Segment Open

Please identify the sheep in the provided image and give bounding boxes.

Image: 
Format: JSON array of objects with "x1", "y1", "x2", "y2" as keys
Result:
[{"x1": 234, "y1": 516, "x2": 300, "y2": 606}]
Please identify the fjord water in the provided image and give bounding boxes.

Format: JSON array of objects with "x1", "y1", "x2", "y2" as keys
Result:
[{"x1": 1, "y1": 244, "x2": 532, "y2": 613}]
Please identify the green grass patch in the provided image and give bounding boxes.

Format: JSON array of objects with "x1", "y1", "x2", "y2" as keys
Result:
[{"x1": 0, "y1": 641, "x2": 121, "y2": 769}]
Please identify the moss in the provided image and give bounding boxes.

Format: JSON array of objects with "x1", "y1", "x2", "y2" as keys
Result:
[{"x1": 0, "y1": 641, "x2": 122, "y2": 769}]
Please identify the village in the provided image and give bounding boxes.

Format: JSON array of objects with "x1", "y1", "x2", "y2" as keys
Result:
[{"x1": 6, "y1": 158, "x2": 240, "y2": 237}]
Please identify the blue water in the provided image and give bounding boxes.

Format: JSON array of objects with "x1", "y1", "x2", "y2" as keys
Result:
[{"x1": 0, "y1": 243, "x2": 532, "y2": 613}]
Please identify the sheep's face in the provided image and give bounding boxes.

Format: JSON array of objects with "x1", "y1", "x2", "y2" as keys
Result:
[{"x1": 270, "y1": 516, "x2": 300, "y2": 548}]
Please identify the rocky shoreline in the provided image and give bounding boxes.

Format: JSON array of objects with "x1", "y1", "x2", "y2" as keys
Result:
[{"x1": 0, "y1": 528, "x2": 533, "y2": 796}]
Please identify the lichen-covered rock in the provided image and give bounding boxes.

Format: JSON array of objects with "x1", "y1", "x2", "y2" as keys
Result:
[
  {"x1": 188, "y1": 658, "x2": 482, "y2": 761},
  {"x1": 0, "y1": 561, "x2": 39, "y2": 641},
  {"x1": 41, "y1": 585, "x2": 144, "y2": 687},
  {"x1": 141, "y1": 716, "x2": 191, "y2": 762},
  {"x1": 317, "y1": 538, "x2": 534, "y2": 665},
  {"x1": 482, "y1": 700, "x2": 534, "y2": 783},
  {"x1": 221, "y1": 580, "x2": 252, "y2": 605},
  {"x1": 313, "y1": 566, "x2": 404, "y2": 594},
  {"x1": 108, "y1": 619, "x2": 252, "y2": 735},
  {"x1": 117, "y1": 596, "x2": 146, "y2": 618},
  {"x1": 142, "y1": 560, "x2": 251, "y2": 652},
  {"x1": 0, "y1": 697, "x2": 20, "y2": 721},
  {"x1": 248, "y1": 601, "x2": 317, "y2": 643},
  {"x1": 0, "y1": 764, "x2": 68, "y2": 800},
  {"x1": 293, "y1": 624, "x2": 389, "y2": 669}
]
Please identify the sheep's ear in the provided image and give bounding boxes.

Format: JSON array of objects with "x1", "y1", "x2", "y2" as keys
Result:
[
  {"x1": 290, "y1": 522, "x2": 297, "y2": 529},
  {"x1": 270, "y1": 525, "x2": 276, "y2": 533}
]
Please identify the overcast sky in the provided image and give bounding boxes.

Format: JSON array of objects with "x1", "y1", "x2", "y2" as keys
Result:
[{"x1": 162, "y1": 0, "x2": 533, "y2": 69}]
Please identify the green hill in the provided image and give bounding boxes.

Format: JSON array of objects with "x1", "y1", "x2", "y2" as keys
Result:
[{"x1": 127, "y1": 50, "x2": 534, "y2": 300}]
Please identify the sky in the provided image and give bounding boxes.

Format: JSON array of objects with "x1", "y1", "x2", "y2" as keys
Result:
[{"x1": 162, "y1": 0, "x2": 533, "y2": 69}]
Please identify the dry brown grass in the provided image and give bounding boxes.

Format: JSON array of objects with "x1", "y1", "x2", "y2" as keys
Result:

Segment Closed

> [Problem details]
Among the lines above, which ones include the word "water"? Copy them.

> [Expected answer]
Please identify the fjord water in the provided image and give bounding boxes.
Please identify the blue water in the provided image and give bounding boxes.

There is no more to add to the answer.